BEGIN
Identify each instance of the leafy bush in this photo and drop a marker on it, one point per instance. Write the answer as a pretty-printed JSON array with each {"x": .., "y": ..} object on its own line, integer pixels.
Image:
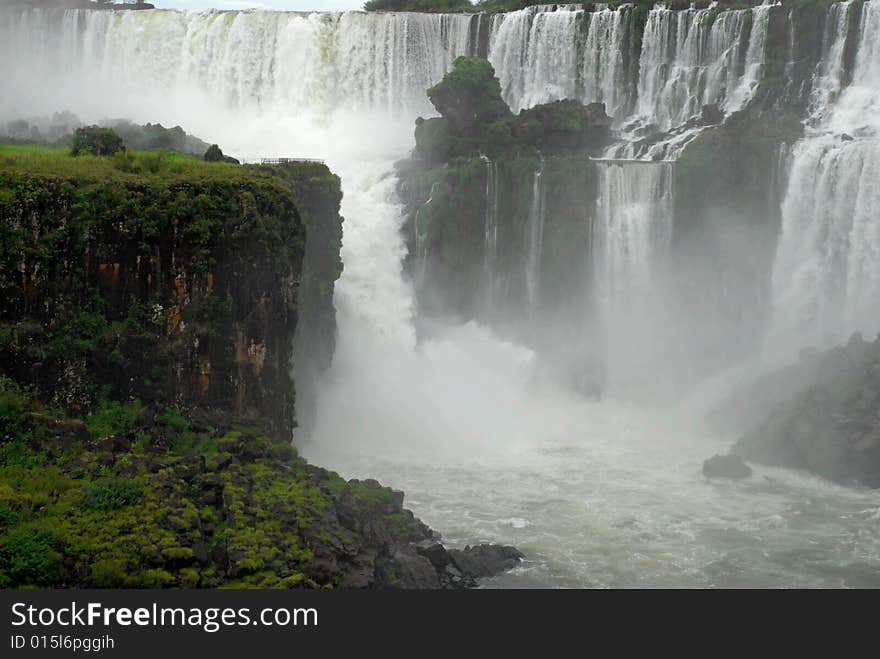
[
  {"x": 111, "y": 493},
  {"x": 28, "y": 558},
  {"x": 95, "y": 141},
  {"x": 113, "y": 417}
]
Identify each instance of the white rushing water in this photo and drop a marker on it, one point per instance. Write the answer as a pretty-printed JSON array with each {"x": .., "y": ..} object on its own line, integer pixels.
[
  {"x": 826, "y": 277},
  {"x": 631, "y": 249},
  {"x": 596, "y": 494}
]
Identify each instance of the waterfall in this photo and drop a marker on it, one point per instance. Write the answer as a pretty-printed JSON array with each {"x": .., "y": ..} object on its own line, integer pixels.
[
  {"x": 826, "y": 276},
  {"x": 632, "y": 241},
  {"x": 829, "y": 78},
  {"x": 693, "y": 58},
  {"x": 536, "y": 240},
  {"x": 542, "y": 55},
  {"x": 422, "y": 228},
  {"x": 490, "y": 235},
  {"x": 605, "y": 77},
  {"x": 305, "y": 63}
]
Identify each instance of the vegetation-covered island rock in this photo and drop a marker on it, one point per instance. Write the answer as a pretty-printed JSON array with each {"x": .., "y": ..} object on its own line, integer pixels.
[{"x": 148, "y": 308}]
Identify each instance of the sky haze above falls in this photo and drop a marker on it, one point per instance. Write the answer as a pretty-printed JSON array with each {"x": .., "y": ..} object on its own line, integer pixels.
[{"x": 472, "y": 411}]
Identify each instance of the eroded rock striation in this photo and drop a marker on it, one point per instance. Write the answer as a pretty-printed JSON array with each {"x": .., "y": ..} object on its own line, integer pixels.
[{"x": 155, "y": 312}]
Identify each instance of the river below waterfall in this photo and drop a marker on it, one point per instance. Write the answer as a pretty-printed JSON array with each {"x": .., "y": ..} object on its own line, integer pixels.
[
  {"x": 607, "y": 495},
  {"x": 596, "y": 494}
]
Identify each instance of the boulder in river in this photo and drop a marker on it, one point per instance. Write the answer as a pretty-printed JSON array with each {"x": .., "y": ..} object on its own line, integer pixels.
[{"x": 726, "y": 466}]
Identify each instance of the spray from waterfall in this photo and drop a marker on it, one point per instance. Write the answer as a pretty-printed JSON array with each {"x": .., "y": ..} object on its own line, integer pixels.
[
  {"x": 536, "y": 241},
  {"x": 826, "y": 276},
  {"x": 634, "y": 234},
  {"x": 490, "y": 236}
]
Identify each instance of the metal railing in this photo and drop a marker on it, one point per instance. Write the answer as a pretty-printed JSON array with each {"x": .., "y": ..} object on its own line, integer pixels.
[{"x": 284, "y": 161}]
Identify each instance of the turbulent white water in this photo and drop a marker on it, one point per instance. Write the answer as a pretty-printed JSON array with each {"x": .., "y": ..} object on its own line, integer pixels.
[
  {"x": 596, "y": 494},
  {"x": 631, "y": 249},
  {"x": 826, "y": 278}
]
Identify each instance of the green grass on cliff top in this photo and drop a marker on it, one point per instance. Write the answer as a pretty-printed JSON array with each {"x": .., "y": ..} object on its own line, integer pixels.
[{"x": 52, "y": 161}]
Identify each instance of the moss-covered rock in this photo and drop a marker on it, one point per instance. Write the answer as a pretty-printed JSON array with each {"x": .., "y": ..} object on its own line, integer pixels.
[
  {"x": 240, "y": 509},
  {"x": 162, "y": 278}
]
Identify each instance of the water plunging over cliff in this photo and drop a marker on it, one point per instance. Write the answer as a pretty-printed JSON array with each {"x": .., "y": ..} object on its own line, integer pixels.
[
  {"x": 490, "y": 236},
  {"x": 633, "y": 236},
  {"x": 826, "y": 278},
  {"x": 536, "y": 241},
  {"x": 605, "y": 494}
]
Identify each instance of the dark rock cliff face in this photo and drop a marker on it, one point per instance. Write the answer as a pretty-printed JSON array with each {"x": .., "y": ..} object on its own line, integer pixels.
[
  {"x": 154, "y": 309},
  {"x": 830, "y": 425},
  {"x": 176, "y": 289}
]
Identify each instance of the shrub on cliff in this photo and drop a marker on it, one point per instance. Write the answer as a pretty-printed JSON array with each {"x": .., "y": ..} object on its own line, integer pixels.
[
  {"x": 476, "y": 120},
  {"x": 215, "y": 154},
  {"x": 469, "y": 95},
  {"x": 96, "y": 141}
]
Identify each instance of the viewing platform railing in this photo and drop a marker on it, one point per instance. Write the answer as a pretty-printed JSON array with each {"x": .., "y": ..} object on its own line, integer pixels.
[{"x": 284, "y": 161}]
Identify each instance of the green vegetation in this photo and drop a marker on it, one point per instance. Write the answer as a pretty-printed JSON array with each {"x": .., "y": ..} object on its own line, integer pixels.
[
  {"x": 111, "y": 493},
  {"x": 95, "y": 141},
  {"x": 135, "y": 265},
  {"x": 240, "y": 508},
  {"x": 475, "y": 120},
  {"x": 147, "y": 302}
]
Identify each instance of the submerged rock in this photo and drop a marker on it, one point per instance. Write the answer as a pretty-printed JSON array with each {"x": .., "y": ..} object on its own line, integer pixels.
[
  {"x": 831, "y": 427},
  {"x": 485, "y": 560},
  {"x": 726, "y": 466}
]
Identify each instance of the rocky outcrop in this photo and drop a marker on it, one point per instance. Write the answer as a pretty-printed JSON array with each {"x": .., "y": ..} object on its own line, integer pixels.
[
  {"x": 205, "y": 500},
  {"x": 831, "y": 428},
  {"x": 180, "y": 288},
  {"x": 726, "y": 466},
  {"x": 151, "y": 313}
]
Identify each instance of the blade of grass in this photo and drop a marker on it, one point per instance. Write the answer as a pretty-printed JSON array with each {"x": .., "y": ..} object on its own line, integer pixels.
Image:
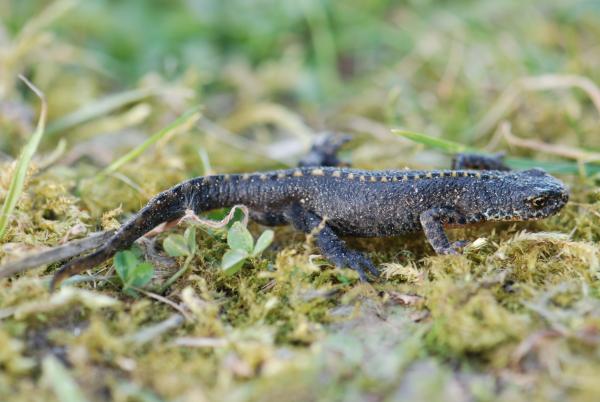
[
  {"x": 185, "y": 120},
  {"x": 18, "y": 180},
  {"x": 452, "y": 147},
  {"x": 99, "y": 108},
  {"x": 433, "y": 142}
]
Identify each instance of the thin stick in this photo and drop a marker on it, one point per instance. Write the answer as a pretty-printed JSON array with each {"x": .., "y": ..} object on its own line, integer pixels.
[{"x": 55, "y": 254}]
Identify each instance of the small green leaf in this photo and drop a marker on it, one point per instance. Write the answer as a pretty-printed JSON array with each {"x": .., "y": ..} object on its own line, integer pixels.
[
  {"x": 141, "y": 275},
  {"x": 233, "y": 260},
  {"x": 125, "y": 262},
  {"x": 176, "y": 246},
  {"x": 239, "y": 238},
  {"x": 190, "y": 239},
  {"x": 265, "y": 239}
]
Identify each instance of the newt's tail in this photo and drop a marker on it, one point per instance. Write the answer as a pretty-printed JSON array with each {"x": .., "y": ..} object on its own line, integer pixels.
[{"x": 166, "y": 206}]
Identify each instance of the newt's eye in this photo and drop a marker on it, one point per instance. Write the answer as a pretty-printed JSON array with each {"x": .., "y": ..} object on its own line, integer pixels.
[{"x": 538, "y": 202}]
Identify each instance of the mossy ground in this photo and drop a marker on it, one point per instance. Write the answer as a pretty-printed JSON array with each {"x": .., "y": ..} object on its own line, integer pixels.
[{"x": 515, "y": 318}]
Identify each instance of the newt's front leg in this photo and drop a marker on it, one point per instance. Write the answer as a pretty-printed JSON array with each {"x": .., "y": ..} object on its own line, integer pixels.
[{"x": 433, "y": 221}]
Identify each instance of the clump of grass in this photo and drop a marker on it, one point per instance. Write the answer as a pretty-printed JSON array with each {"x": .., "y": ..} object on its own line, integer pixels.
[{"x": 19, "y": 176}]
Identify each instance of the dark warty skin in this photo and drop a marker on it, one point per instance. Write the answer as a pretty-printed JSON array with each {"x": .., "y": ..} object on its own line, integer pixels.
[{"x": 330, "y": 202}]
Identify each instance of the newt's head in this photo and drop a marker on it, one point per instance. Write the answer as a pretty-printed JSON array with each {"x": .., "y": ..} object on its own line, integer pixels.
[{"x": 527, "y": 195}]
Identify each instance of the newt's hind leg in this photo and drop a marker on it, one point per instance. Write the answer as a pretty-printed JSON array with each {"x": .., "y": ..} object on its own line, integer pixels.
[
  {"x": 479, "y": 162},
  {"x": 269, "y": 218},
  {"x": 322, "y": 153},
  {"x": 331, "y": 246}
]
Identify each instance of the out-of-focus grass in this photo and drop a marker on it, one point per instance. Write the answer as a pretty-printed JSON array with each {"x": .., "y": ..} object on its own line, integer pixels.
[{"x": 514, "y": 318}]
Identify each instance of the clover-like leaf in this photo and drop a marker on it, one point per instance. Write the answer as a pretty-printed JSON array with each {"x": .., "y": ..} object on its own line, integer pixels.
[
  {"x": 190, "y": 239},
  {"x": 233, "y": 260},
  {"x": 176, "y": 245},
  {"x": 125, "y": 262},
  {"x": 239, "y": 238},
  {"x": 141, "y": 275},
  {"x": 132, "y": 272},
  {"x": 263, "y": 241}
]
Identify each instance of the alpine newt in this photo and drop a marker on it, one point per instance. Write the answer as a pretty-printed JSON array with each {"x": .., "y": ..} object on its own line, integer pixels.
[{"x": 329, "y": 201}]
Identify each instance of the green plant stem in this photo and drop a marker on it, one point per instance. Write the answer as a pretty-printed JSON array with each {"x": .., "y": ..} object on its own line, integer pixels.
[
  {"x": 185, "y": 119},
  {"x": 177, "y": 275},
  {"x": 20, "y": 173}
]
END
(Required action): Reproduce, with both ends included, the lines from the one holding "Identify each instance of the green plant" to the end of the records above.

(Your response):
Identify each instance of the green plant stem in this photo and drop a marker on it, one point per instance. Write the answer as a pretty-printed JSON array with each {"x": .., "y": ..} object on its own line, integer pixels.
[
  {"x": 185, "y": 119},
  {"x": 177, "y": 275},
  {"x": 20, "y": 173}
]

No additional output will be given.